Natural-language object grounding data:
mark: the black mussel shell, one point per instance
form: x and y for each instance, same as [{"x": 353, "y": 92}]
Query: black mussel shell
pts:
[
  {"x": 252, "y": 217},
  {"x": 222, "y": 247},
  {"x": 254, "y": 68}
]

PROBLEM TO SOLVE: The answer must be every line of the entries that includes the word "black".

EXERCISE ANSWER:
mark: the black mussel shell, one point per instance
Query: black mussel shell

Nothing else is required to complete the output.